Beginning at the line that holds "the white cap with red logo", transcribe each line exactly through the end of the records, and leave any pictures out.

§ Data to examine:
[Start of Attachment]
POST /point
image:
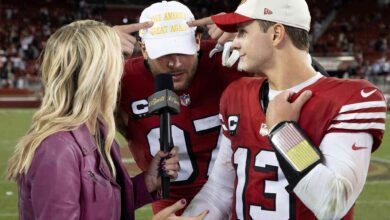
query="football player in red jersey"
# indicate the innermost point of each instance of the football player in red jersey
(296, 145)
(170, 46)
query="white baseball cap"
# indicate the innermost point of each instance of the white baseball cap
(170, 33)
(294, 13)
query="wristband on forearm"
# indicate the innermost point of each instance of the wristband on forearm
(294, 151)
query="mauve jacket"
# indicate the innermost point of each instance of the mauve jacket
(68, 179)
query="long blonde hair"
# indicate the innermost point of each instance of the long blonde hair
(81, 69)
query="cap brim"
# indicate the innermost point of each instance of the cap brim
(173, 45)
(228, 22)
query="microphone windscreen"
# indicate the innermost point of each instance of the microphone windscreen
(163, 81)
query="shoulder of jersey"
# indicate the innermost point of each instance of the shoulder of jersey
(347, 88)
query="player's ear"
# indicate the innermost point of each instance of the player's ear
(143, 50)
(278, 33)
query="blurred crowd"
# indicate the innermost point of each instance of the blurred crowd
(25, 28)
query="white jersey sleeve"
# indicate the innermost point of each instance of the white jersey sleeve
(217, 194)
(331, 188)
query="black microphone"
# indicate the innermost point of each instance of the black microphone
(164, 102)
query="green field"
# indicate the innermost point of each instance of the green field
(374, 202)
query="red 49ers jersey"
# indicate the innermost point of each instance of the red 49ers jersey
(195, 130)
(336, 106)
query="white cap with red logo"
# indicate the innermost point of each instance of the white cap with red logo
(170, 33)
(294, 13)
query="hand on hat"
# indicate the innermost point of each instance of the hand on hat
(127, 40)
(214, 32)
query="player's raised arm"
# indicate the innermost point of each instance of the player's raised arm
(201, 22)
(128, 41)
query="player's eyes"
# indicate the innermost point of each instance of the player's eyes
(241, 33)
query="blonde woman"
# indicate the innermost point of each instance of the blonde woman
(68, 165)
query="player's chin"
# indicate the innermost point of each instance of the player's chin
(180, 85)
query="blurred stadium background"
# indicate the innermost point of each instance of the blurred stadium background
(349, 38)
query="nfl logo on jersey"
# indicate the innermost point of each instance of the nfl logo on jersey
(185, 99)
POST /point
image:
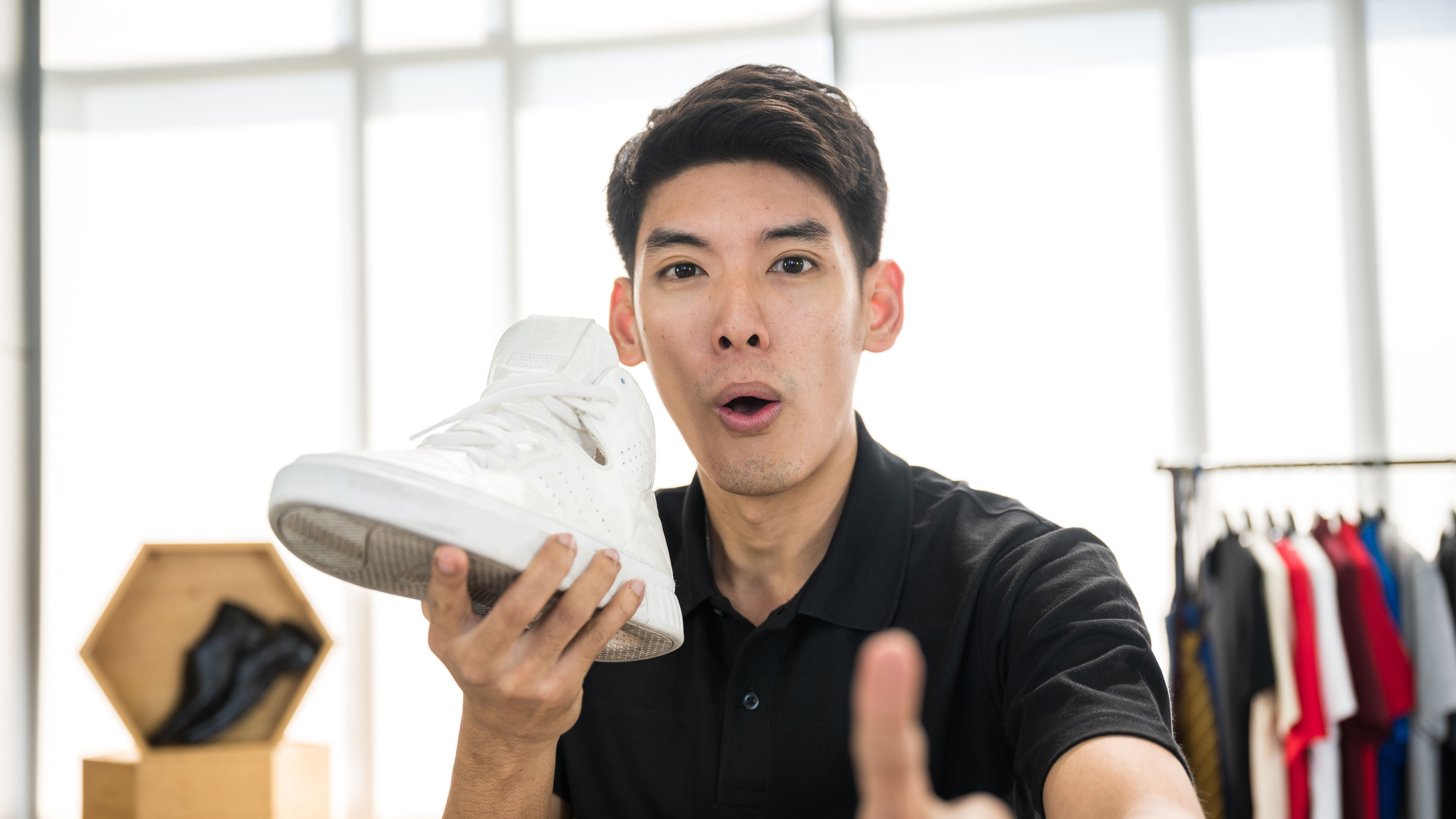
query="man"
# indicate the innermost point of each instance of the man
[End of Attachment]
§ Worked solution:
# indicate the innermost point of each instance of the white cap with red logo
(170, 33)
(294, 13)
query="hand on hat"
# indicate the innermost point of each instance of the hand on hat
(127, 40)
(214, 32)
query="player's raised arm"
# indicate the innermost point of each instance of the player's raised arm
(201, 22)
(128, 41)
query="player's eyes"
# indicate the innermost point of each instance of the player's eyes
(241, 33)
query="blonde woman"
# indicate the innermost point of each instance of the blonde woman
(68, 165)
query="player's chin"
# indicate the innermost point of each instance of the player's chin
(180, 85)
query="blurred stadium background"
# indicate the innermost point of each instance of the blurred stadium background
(349, 38)
query="nfl logo on jersey"
# indicate the innermost point of each instance of the nfl logo on jersey
(185, 99)
POST /point
image:
query="man"
# indicate the innermost point of each instance of the man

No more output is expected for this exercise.